Request:
Repeat exactly the lines from the one containing "[tag] stainless steel" through the last line of the records below, both included, and nothing else.

Data for this exercise:
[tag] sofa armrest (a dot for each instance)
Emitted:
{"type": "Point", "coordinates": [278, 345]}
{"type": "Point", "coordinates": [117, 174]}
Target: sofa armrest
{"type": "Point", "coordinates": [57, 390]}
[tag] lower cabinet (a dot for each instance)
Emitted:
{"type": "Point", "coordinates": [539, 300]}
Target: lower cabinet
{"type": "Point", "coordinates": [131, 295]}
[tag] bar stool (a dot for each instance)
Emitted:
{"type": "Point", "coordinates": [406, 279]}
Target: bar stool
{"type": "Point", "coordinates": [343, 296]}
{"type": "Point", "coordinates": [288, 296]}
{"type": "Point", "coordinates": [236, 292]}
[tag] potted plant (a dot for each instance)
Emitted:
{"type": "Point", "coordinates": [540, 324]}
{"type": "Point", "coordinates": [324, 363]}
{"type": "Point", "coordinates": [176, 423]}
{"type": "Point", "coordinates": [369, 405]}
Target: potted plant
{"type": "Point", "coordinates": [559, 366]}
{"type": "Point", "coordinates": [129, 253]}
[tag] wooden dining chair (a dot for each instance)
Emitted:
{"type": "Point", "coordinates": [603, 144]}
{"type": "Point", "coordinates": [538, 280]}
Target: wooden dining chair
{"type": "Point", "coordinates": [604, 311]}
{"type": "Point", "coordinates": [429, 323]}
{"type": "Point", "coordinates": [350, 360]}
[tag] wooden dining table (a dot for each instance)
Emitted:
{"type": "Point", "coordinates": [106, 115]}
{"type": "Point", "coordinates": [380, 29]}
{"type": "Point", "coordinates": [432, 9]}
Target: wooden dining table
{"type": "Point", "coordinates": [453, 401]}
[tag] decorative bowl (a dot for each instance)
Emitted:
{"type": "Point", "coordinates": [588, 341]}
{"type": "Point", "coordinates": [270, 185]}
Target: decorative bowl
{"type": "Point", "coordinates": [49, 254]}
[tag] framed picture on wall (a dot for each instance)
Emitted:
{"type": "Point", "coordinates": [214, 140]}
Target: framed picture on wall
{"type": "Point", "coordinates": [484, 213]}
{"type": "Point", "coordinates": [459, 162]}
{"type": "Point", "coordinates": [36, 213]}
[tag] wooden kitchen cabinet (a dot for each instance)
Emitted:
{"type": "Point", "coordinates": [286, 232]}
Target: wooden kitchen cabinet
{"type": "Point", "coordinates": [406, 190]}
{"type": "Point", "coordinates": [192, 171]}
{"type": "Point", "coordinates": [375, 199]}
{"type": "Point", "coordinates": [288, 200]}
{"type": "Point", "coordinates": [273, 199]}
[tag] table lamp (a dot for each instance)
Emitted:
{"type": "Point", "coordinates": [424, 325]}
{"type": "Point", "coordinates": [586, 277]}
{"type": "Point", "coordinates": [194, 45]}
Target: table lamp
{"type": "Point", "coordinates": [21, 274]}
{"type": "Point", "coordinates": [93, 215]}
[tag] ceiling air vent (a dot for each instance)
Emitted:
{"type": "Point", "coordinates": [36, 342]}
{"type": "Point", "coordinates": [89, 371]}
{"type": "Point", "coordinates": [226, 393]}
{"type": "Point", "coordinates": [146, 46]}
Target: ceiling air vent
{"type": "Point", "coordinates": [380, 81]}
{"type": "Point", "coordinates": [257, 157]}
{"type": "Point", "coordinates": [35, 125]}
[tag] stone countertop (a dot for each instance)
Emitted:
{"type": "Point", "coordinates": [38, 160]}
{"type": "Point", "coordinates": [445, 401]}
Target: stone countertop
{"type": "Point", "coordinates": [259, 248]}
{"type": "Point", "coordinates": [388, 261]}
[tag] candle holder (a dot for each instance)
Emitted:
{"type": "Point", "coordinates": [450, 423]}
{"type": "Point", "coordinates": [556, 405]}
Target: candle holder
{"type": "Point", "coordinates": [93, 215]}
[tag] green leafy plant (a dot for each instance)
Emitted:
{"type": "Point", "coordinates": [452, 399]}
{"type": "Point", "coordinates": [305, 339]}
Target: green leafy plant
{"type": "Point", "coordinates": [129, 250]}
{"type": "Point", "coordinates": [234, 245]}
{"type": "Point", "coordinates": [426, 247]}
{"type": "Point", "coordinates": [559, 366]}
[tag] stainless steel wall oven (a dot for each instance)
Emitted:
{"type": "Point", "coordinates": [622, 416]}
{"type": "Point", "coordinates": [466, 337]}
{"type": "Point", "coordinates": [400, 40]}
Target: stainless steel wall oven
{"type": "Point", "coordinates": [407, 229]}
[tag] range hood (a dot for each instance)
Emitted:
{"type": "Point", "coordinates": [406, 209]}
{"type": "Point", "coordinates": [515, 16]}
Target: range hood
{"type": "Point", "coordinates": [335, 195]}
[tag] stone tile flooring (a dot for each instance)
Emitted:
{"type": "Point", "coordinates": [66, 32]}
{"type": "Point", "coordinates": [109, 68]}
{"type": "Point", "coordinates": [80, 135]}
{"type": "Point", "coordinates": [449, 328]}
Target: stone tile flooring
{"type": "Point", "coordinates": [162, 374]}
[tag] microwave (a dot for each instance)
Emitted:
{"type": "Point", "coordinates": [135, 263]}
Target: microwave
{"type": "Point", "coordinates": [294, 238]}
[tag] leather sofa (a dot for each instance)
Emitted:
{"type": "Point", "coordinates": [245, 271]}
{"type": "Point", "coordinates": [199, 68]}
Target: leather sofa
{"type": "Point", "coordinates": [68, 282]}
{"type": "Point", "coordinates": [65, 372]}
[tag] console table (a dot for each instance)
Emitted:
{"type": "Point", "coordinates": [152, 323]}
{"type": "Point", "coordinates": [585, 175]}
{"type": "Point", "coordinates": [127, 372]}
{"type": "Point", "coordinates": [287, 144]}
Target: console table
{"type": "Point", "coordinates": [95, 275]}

Exercise result:
[tag] stainless steel wall oven (a dot for each instance)
Emitted:
{"type": "Point", "coordinates": [622, 416]}
{"type": "Point", "coordinates": [466, 337]}
{"type": "Point", "coordinates": [400, 40]}
Target: stainless steel wall oven
{"type": "Point", "coordinates": [407, 229]}
[tag] range hood (a dot for each instance)
Emitted:
{"type": "Point", "coordinates": [406, 209]}
{"type": "Point", "coordinates": [515, 16]}
Target: range hood
{"type": "Point", "coordinates": [335, 195]}
[tag] stone tile flooring (a dot for each instance)
Emitted:
{"type": "Point", "coordinates": [66, 32]}
{"type": "Point", "coordinates": [109, 68]}
{"type": "Point", "coordinates": [80, 135]}
{"type": "Point", "coordinates": [449, 328]}
Target: stone tile flooring
{"type": "Point", "coordinates": [162, 374]}
[tag] microwave (a dot for each instance)
Emitted:
{"type": "Point", "coordinates": [135, 263]}
Target: microwave
{"type": "Point", "coordinates": [294, 238]}
[tag] leather sofa (a dot for each instance)
Emitted:
{"type": "Point", "coordinates": [245, 271]}
{"type": "Point", "coordinates": [199, 68]}
Target: leather sofa
{"type": "Point", "coordinates": [68, 282]}
{"type": "Point", "coordinates": [65, 372]}
[tag] console table (a dot for each instance)
Emitted:
{"type": "Point", "coordinates": [152, 323]}
{"type": "Point", "coordinates": [585, 175]}
{"type": "Point", "coordinates": [127, 372]}
{"type": "Point", "coordinates": [287, 144]}
Target: console table
{"type": "Point", "coordinates": [95, 275]}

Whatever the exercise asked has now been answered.